Start

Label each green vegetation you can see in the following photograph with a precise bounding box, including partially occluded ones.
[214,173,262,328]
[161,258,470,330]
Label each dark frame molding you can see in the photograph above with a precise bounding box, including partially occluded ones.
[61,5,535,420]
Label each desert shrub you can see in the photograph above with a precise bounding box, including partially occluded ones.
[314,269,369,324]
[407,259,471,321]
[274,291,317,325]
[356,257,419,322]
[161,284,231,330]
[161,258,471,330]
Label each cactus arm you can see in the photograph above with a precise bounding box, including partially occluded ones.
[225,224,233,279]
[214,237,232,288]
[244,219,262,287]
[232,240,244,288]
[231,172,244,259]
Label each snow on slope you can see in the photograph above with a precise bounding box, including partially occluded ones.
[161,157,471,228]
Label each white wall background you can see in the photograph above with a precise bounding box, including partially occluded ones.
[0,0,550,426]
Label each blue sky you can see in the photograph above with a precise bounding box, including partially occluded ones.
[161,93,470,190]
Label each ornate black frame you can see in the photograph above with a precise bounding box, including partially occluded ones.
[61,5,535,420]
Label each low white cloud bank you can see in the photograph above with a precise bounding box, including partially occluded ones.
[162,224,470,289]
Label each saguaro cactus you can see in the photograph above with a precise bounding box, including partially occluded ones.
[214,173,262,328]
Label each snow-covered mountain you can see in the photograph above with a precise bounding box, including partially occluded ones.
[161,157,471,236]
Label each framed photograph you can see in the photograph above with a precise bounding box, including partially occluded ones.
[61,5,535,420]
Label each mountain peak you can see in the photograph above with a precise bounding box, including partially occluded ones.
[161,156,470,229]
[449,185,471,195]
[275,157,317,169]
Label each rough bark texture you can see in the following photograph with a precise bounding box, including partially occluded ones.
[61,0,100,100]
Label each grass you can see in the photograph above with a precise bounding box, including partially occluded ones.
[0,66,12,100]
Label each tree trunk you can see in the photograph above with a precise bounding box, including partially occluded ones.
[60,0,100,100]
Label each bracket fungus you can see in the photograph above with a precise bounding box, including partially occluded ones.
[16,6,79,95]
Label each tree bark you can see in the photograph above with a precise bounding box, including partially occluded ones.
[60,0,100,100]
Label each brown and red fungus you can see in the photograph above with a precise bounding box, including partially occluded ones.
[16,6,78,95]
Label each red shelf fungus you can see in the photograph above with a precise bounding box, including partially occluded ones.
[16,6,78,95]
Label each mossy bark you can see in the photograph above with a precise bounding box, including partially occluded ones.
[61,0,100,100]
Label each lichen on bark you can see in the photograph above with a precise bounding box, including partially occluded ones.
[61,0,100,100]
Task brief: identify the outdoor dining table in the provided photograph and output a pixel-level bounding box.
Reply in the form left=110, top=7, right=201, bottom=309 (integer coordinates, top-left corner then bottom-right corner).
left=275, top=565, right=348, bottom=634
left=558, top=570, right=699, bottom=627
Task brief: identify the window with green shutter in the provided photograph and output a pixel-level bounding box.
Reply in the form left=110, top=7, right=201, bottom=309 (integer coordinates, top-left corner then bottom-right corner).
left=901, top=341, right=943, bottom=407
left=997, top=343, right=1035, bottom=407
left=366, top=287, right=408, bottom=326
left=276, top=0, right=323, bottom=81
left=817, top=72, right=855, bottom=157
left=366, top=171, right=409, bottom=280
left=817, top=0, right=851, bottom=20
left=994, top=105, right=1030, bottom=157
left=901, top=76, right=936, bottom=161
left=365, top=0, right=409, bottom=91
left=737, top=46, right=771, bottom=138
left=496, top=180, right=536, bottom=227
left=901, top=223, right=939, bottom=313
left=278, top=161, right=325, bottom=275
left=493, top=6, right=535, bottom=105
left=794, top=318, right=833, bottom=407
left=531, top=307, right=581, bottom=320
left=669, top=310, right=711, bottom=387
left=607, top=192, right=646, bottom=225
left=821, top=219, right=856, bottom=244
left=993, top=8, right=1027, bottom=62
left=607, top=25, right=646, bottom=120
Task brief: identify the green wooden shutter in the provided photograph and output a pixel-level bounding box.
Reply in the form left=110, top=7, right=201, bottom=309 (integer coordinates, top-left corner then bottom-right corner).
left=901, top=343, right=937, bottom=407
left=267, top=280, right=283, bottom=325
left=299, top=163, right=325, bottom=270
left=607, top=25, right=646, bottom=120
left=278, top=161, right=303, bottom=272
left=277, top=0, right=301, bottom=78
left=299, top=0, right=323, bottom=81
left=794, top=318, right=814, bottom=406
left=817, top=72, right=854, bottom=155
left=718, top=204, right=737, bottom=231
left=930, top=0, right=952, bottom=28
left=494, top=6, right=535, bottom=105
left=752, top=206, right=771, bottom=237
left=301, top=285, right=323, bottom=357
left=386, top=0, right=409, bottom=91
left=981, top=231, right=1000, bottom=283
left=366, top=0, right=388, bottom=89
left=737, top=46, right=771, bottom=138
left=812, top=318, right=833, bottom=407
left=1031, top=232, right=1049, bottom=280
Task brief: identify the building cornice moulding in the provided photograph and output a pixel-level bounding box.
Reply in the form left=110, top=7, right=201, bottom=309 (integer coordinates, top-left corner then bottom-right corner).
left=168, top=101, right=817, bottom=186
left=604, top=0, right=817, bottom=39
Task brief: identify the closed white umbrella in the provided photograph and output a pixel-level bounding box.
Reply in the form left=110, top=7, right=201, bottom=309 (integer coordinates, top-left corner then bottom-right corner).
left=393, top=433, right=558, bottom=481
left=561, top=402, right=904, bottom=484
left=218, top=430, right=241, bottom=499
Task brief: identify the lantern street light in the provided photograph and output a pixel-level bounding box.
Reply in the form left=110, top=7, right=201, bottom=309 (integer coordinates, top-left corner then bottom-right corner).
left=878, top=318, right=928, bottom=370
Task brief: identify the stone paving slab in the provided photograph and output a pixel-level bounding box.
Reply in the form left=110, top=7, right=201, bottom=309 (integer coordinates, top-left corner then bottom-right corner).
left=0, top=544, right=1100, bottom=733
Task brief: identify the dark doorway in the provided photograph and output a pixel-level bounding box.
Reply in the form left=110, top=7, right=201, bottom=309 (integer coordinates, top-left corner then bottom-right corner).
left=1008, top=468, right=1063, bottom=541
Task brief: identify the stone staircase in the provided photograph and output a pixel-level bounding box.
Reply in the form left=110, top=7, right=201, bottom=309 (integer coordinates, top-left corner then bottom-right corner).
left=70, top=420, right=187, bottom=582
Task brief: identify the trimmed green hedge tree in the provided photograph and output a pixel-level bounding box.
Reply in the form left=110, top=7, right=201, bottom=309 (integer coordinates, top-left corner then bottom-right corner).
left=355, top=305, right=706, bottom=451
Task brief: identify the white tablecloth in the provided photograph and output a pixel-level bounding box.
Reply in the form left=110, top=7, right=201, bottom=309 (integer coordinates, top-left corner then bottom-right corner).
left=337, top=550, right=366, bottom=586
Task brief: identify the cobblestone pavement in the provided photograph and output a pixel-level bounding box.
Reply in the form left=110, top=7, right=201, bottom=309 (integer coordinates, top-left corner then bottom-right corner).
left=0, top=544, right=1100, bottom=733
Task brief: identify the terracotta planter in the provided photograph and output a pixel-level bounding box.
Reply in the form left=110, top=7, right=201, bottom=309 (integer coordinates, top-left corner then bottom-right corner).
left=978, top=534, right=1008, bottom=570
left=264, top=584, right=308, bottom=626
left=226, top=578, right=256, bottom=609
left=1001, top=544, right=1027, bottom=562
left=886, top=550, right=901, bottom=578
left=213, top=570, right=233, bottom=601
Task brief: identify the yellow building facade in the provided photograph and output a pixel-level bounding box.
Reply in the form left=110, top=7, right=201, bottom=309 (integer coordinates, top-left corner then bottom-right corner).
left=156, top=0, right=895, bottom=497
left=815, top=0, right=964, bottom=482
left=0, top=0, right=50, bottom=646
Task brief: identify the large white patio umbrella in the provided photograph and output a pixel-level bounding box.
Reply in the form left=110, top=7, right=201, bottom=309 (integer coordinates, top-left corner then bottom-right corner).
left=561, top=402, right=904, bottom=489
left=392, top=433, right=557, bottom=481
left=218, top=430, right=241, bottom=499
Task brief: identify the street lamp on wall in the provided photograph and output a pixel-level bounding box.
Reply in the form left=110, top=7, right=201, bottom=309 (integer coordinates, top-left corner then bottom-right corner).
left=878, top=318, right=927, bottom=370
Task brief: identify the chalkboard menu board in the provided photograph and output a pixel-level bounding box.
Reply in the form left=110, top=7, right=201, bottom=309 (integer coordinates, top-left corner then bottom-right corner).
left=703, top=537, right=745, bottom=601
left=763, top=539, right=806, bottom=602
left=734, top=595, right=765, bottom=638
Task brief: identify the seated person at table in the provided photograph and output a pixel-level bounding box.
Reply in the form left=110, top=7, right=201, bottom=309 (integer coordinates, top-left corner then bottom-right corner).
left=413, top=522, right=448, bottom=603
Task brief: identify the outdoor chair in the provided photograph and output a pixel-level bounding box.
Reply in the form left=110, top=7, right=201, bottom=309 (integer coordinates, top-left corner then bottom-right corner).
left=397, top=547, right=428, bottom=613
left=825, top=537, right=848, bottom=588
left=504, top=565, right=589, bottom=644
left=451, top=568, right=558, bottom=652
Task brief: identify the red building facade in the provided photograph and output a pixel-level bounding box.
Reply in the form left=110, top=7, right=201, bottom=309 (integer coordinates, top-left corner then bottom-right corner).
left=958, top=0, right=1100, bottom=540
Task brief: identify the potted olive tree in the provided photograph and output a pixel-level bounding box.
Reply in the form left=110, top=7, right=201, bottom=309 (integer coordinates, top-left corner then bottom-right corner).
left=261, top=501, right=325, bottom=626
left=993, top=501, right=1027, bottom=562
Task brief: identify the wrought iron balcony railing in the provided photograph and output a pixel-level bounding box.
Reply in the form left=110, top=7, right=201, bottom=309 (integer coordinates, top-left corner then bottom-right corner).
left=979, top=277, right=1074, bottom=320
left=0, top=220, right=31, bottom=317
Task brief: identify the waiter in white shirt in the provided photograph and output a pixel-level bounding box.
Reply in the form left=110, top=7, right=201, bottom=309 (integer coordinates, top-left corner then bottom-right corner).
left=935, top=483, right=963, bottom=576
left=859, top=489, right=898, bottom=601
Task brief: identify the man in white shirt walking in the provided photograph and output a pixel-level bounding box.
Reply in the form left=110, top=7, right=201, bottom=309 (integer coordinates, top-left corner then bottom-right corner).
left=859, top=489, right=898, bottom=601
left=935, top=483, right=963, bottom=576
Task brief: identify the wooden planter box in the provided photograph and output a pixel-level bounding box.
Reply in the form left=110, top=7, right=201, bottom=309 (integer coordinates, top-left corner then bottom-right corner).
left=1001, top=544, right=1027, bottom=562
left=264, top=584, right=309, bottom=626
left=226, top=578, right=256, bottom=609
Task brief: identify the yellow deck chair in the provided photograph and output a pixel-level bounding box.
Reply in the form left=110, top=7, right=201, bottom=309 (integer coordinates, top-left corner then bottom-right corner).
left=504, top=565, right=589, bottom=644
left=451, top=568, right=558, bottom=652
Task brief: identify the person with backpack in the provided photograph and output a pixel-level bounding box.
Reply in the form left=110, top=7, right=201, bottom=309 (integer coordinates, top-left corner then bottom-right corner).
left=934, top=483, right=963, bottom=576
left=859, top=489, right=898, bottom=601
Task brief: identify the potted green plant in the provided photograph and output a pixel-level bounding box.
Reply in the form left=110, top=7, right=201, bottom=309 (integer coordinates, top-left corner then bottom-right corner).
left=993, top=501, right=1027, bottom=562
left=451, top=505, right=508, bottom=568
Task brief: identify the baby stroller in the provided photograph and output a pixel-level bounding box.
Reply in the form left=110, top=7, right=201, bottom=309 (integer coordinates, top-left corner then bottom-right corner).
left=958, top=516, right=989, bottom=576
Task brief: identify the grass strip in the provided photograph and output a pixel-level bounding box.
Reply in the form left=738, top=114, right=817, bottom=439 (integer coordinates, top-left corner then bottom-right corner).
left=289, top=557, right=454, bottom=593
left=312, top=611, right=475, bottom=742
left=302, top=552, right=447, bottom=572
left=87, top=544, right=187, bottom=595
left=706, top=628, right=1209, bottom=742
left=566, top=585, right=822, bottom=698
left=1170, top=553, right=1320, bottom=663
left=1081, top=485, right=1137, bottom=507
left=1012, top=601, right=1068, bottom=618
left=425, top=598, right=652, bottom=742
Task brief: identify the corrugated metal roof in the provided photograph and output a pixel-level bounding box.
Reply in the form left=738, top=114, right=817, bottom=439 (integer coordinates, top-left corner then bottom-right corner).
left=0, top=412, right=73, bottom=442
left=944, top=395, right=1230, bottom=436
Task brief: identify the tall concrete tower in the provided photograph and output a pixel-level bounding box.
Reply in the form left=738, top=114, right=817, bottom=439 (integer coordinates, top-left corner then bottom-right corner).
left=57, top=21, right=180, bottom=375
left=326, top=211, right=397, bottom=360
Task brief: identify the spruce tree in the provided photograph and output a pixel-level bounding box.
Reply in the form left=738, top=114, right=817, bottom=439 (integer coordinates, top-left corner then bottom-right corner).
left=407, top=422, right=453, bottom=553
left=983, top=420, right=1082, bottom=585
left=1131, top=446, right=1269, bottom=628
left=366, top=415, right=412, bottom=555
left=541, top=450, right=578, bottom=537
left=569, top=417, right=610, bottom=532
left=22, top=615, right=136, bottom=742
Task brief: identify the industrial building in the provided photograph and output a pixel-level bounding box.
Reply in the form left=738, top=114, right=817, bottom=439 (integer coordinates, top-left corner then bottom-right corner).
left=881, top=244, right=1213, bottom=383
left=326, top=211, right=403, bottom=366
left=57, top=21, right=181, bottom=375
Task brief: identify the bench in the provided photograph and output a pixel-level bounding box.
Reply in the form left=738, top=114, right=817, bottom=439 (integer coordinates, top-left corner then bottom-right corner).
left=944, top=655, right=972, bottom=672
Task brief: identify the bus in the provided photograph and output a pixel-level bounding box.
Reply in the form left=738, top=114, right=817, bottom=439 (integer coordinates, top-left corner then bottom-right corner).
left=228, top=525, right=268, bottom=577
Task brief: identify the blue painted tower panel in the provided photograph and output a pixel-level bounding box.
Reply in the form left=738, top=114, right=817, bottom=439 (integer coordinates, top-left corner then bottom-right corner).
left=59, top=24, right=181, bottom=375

End

- _Given instruction_
Locate the line that contains "Task brief: identify the industrial", then please quote it and every line after it to the end of the entries above, exactly and with nothing else.

- _Output of the task_
Task brief: identify the industrial building in the provided photograph and output a pixel-level bounding box.
Reply in the form left=738, top=114, right=817, bottom=439 (integer coordinates, top-left corner then bottom-right corner).
left=881, top=244, right=1213, bottom=383
left=326, top=211, right=403, bottom=366
left=57, top=21, right=181, bottom=375
Task brief: identify the bench in the provided photograph and output a pixel-level bounding box.
Reply in the form left=738, top=114, right=817, bottom=439 (integer coordinates, top-left corner then bottom-right corner).
left=944, top=655, right=972, bottom=672
Task brief: identify the bus in the provided photograph and output a pixel-level bounding box.
Reply in the form left=738, top=114, right=817, bottom=439 (integer coordinates, top-left corner then bottom-right corner).
left=228, top=525, right=268, bottom=577
Task brief: identify the blue painted tower panel in the provided photograph and output a pixel-level bounding box.
Reply in the form left=738, top=114, right=817, bottom=439 (integer coordinates, top-left corner then bottom-right corner).
left=59, top=24, right=181, bottom=375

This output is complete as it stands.